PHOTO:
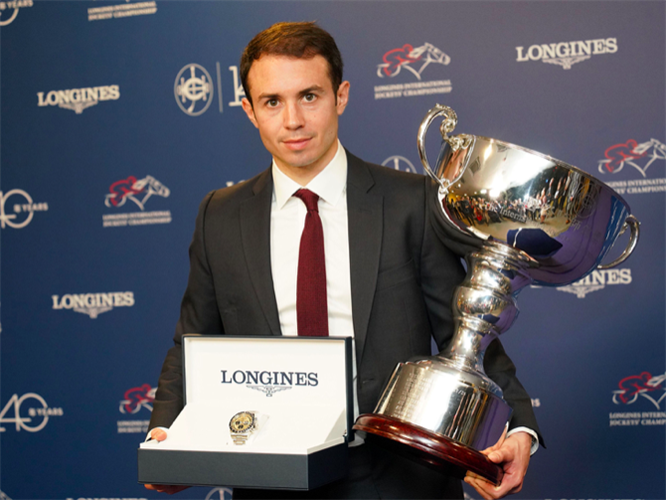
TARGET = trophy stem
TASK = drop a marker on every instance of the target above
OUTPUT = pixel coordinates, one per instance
(484, 304)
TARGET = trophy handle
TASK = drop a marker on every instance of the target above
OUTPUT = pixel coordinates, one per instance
(634, 226)
(449, 123)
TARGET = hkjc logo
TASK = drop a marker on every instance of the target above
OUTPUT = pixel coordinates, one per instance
(9, 10)
(406, 56)
(38, 412)
(137, 398)
(566, 54)
(93, 304)
(597, 280)
(415, 61)
(399, 163)
(23, 206)
(130, 188)
(138, 191)
(194, 89)
(640, 157)
(643, 385)
(629, 153)
(79, 99)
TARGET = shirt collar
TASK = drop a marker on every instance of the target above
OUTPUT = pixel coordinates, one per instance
(329, 184)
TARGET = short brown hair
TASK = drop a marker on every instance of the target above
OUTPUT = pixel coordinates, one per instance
(300, 40)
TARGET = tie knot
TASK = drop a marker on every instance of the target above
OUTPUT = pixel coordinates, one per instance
(309, 198)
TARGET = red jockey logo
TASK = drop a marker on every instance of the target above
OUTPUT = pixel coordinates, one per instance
(640, 385)
(405, 56)
(619, 155)
(130, 189)
(137, 398)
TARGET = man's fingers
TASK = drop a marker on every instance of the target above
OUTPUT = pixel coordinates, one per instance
(498, 456)
(158, 434)
(482, 487)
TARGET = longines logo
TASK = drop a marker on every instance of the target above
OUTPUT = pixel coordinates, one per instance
(23, 207)
(135, 400)
(194, 89)
(412, 60)
(219, 494)
(399, 163)
(138, 191)
(106, 498)
(93, 304)
(9, 10)
(566, 54)
(122, 10)
(270, 382)
(598, 280)
(34, 406)
(640, 157)
(643, 387)
(78, 99)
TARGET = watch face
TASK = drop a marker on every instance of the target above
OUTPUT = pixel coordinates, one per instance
(241, 422)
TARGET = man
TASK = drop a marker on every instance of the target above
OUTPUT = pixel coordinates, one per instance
(388, 279)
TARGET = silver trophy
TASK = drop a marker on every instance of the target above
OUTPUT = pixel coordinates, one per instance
(523, 218)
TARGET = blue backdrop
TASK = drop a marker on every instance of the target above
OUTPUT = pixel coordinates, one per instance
(117, 116)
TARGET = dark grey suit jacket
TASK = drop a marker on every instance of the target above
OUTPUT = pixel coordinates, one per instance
(402, 282)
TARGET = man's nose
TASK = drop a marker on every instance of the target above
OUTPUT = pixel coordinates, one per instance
(293, 116)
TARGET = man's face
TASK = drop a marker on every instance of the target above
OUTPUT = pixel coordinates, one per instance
(296, 111)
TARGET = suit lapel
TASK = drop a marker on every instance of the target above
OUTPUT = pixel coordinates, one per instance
(255, 221)
(365, 221)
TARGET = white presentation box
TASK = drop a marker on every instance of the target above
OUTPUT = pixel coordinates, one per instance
(299, 387)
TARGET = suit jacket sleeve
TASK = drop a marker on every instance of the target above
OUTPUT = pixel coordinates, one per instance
(198, 314)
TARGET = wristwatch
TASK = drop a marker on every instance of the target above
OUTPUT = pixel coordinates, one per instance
(241, 425)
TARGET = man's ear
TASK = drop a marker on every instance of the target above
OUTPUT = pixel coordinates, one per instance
(342, 97)
(249, 111)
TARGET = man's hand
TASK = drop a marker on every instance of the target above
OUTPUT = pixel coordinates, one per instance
(160, 435)
(513, 455)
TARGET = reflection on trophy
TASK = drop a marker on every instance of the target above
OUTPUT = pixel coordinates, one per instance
(531, 219)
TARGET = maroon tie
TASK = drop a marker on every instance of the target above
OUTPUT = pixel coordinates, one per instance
(311, 307)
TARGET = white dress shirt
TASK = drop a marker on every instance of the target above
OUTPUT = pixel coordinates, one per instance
(287, 222)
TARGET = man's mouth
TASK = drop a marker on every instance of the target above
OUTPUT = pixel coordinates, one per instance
(296, 144)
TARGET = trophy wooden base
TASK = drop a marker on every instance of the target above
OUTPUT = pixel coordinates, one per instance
(433, 450)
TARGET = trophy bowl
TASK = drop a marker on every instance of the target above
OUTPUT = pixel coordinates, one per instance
(521, 217)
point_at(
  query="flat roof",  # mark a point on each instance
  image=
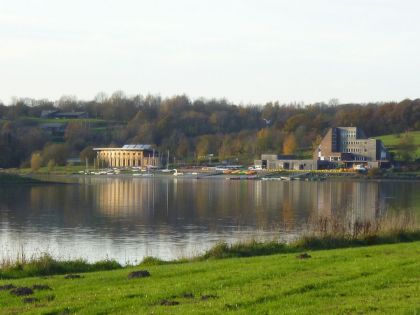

EXERCISE DETAILS:
Repeat the data word for word, minus any pictures.

OUTPUT:
PHOTO:
TARGET = trophy stem
TASK = drop a marker on every instance of the target above
OUTPUT = pixel coordinates, one per instance
(484, 304)
TARGET = trophy handle
TASK = drop a marker on every instance of the target above
OUTPUT = pixel coordinates, one per instance
(634, 226)
(449, 123)
TARGET = hkjc logo
TASK = drop a marker on every instance of the target above
OUTPUT = pixel coordinates, one per instance
(9, 10)
(406, 56)
(38, 412)
(137, 398)
(566, 54)
(93, 304)
(597, 280)
(415, 61)
(399, 163)
(23, 206)
(130, 188)
(138, 191)
(194, 89)
(640, 157)
(643, 385)
(629, 153)
(79, 99)
TARGET = shirt collar
TASK = drop a marker on every instance of the target above
OUTPUT = pixel coordinates, one per instance
(329, 184)
TARGET = short brown hair
TASK = drop a marker on every instance of the target above
OUTPUT = pixel coordinates, one per instance
(300, 40)
TARGET = tie knot
TASK = drop a marker on every instance of the target above
OUTPUT = pixel coordinates, one per instance
(309, 198)
TARGET = red jockey logo
TASK = drop a marker on every instance of the target above
OUTPUT = pixel coordinates, one per instance
(640, 385)
(405, 56)
(619, 155)
(130, 189)
(137, 398)
TARGET = man's fingers
TASK = drop a marker on every instance of the target above
OUTPUT = pixel coordinates, one per instance
(498, 456)
(158, 434)
(482, 487)
TARGET = longines logo
TASK = drop a marker on every instance of the target above
OUTPUT = pixel coordinates, one per instance
(23, 207)
(135, 400)
(194, 89)
(412, 60)
(219, 494)
(399, 163)
(138, 191)
(106, 498)
(93, 304)
(9, 10)
(566, 54)
(122, 10)
(270, 382)
(598, 280)
(34, 406)
(640, 157)
(643, 387)
(78, 99)
TARGET = watch face
TASK = drop a marker on every instance of the target above
OUTPUT = pixel coordinates, one per instance
(241, 422)
TARGET = man
TASK = drop a marker on every instance of the target above
OUTPUT = pixel coordinates, one per instance
(388, 279)
TARGET = silver trophy
TASK = drop a marker on every instance of the target above
OUTPUT = pixel coordinates, one per instance
(523, 218)
TARGET = blue backdrop
TASK = drop a marker on every instance of the target above
OUTPUT = pixel coordinates, one per instance
(117, 116)
TARGET = dark grey suit jacket
TASK = drop a marker on every instance of the target above
OUTPUT = pixel coordinates, one per instance
(402, 282)
TARGET = man's nose
TASK = drop a marker on every instance of the target above
OUTPUT = pixel coordinates, one per instance
(293, 116)
TARGET = man's face
TASK = drop a marker on every instance of the target above
OUTPUT = pixel coordinates, one per instance
(296, 111)
TARGET = suit lapel
TASK = drop a marker on every instance of the target above
OUTPUT = pixel coordinates, one per instance
(255, 221)
(365, 221)
TARGET = white presentation box
TASK = drop a marker on every instance of the target above
OUTPUT = pixel coordinates, one per instance
(299, 387)
TARGET = suit jacket sleeve
TASK = drop a marker on every instance of the target above
OUTPUT = pixel coordinates, one per instance
(198, 314)
TARGET = wristwatch
TASK = drop a marker on every instance of the target above
OUTPUT = pixel coordinates, one per instance
(241, 425)
TARGET = man's ear
TASK = drop a marker on every instance of the target above
OUTPUT = pixel coordinates, one per instance
(342, 97)
(249, 111)
TARGET = man's hand
TASK = drop a marker on every instance of the target above
OUTPUT = pixel coordinates, one per instance
(160, 435)
(513, 455)
TARGET = reflection on trophy
TASK = drop a marker on every instance of the target above
OUTPUT = pixel coordinates, one per instance
(531, 219)
TARGET = maroon tie
TASK = drop a marker on every instance of the target above
OUTPUT = pixel coordinates, one per instance
(311, 307)
TARGET = white dress shirt
TASK = drop a marker on every instance of the target above
OUTPUT = pixel coordinates, one per instance
(287, 222)
TARGET = man's mouth
TASK = drop a marker on every instance of the target above
OUTPUT = pixel coordinates, one per instance
(296, 144)
TARGET = trophy wooden base
TASK = drop a marker on every instance of the target above
OUTPUT = pixel coordinates, one per instance
(433, 450)
TARGET = trophy bowl
TASK = drop a marker on every instance of the target above
OUTPUT = pixel coordinates, one per instance
(521, 217)
point_at(
  query="flat roof",  # mark a point on each instance
  image=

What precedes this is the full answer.